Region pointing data
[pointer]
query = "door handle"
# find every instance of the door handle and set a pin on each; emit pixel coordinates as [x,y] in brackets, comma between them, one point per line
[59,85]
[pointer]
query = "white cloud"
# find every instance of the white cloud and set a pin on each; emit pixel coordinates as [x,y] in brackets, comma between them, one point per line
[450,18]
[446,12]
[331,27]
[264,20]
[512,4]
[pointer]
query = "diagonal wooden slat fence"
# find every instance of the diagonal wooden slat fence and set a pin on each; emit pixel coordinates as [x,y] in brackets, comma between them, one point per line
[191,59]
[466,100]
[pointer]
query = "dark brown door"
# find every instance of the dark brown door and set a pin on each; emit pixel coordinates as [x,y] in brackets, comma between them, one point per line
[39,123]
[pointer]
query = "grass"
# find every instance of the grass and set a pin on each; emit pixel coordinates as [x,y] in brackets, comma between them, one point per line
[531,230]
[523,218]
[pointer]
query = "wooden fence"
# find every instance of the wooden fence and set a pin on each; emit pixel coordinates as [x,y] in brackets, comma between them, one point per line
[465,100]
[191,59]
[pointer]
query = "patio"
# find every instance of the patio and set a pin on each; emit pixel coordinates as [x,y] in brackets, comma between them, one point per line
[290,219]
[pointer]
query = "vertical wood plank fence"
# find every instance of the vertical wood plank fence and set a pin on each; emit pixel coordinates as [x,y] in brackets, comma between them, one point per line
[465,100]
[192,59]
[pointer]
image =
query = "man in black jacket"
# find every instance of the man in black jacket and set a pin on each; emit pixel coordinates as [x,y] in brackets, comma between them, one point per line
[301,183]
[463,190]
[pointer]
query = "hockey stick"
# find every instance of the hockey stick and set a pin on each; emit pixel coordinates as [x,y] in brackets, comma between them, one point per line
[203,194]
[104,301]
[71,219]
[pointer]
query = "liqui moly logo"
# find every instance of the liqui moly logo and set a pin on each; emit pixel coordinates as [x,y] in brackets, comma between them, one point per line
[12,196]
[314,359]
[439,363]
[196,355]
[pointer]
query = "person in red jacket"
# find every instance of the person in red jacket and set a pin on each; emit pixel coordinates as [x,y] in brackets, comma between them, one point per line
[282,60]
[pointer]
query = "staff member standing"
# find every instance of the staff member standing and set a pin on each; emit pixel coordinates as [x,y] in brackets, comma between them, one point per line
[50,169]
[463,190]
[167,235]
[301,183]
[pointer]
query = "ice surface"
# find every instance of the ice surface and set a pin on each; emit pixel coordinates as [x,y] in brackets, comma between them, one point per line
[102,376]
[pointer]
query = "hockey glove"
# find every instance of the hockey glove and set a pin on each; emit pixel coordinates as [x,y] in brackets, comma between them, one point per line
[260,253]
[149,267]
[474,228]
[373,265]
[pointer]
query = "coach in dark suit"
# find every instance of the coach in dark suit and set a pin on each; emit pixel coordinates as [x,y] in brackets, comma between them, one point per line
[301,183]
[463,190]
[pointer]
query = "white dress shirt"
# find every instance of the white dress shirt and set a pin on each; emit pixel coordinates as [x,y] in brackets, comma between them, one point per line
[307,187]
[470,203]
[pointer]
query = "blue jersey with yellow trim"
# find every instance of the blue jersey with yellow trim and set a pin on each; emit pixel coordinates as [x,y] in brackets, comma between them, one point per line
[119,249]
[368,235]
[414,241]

Exercise aim - Word for word, write out all of the entries again.

Response area -
[pointer]
query = "door handle"
# find every instance of the door handle and set a pin on each; emit pixel coordinates as [x,y] in brackets, comma between them, one point per line
[59,85]
[pointer]
query = "white cloud"
# find every instance of the white cloud and set a pin on each; emit pixel coordinates as [x,y] in brackets, comma between them, one point per line
[450,18]
[446,12]
[331,27]
[264,20]
[512,4]
[pointer]
query = "diagonal wooden slat fence"
# find every instance of the diagonal wooden slat fence and set a pin on each; emit pixel coordinates as [x,y] in brackets, comma between them, one point per line
[191,59]
[466,100]
[pointer]
query = "dark brown door"
# find every instance of the dark brown door and set a pin on each; emit pixel coordinates as [x,y] in brackets, comma between them, one point per line
[39,123]
[pointer]
query = "grass"
# find every instance of the grass and set a pin on each; emit pixel coordinates as [x,y] in brackets, comma between them, one point per line
[531,230]
[523,218]
[pointer]
query = "wooden fence"
# find every instance of the wooden fence and set a pin on each; emit pixel coordinates as [x,y] in brackets, comma between them, one point per line
[465,100]
[191,59]
[pointer]
query = "patio"
# find every instance of the patio and set a pin on each; emit pixel coordinates as [x,y] in brackets, comma between them, one point per line
[290,219]
[pointer]
query = "vertical wood plank fence"
# find every instance of the vertical wood plank fence and set a pin on each; emit pixel coordinates as [x,y] in brackets, comma between them, one point per line
[465,100]
[192,59]
[pointer]
image =
query = "man in black jacket"
# find every instance of the man in black jacket and set a pin on each; emit pixel coordinates as [x,y] in brackets, comma between them, one point per line
[301,183]
[463,190]
[pointer]
query = "hockey stick"
# find every instance of the hockey stick and set a pin on each; emit pixel coordinates as [x,y] in brackets, comma between them, one point per line
[203,194]
[104,301]
[71,219]
[pointer]
query = "liqui moly logo"
# find every instance of the liqui moly logo and set a pin on each; emit pixel coordinates as [x,y] in brackets, comma between them, one point per line
[12,196]
[314,359]
[439,363]
[196,355]
[pointer]
query = "person in red jacket"
# find every instance of the person in red jacket and set a pin on each; emit pixel coordinates as [x,y] in brackets, comma between them, one point per line
[282,60]
[pointer]
query = "staff member standing"
# find every instance of the staff member standing and set a pin on each; emit pixel coordinates as [x,y] in brackets, comma between them, one point per line
[50,169]
[463,190]
[167,235]
[301,183]
[pointer]
query = "ice surface"
# find every instance of the ice surface and set a pin on each; emit pixel coordinates as [x,y] in brackets, comma between them, one point per line
[102,376]
[pointer]
query = "hockey glove"
# find every instance of the hockey glove and set a pin on each; emit pixel coordinates as [x,y] in brackets, comma between them, one point per line
[260,253]
[149,267]
[474,228]
[373,265]
[pointer]
query = "coach in dark suit"
# find every instance of the coach in dark suit and set a pin on each; emit pixel coordinates as [x,y] in brackets, comma between them, one point per line
[301,183]
[463,190]
[pointer]
query = "white dress shirt"
# find every instance of the white dress shirt and set a pin on each; emit pixel coordinates as [x,y] in brackets, comma between them, one point per line
[307,187]
[470,203]
[pointer]
query = "blue jersey with yellow trim"
# find every instance of the blue jersey with yellow trim and set a pin on each; emit pixel coordinates as [x,y] in brackets, comma between them, one point per line
[119,249]
[368,235]
[414,241]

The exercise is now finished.